▶ **SELECTED PASSAGE**

- - - -

Degeneracies and scaling relations in general power-law models for gravitational lenses

MNRAS 332 (2002) 951

DOI: 10.1046/j.1365-8711.2002.05426.x (http) or 10.1046/j.1365-8711.2002.05426.x (doi)
ADS bibcode 2002MNRAS.332..951W
astro-ph/0202376

O. Wucknitz [1,2]

  1. Hamburger Sternwarte, Gojenbergsweg 112, D-21029 Hamburg, Germany
  2. Jodrell Bank Observatory, Macclesfield, Cheshire SK11 9DK, UK

Abstract

The time delay in gravitational lenses can be used to derive the Hubble constant in a relatively simple way. The results of this method are less dependent on astrophysical assumptions than in many other methods. For systems with accurately measured positions and time delays, the most important uncertainty is related to the mass model used. Simple parametric models like isothermal ellipsoidal mass distributions seem to provide consistent results with a reasonably small scatter when applied to several lens systems. We discuss a family of models with a separable radial power-law and an arbitrary angular dependence for the potential psi=r^beta F(theta). Isothermal potentials are a special case of these models with beta=1. An additional external shear is used to take into account perturbations from other galaxies. Using a simple linear formalism for quadruple lenses, we can derive H0 as a function of the observables and the shear. If the latter is fixed, the result depends on the assumed power-law exponent according to H0 propto (2-beta)/beta. The effect of external shear is quantified by introducing a `critical shear' gamma_c as a measure for the amount of shear that changes the result significantly. The analysis shows, that in the general case H0 and gamma_c do not depend on the position of the lens galaxy. Spherical lens models with images close to the Einstein radius with fitted external shear differ by a factor of beta/2 from shearless models, leading to H0 propto 2-beta in this case. We discuss these results and compare with numerical models for a number of real lens systems.

- - - -

▶ **RECORDS SUPPLIED**
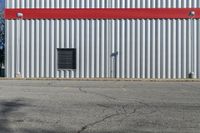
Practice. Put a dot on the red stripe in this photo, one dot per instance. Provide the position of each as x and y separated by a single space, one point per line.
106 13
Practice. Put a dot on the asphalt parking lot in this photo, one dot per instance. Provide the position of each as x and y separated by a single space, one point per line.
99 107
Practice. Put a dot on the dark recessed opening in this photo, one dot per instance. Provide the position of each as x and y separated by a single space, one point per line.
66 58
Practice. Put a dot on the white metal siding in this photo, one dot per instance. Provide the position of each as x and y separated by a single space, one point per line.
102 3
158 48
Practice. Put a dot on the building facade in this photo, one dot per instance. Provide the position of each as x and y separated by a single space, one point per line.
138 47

- - - -

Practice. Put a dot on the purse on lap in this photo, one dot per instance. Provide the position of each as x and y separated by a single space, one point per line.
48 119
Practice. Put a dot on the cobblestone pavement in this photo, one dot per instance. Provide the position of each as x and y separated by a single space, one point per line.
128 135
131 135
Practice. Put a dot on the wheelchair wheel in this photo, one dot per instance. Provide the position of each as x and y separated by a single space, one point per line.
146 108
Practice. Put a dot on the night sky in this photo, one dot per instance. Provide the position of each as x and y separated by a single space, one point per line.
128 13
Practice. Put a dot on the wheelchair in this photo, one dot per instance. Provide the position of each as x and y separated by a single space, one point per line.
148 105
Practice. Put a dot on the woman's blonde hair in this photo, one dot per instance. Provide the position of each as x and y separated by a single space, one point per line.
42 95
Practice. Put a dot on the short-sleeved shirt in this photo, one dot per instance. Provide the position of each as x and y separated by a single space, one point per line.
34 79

- - - -

▶ **THE REQUEST**
In the gravitational lens abstract above, transcribe the passage starting at "Degeneracies and scaling" and ending at "or 10.1046/j.1365-8711.2002.05426.x (doi)".

▶ **EXERCISE ANSWER**
Degeneracies and scaling relations in general power-law models for gravitational lenses

MNRAS 332 (2002) 951

DOI: 10.1046/j.1365-8711.2002.05426.x (http) or 10.1046/j.1365-8711.2002.05426.x (doi)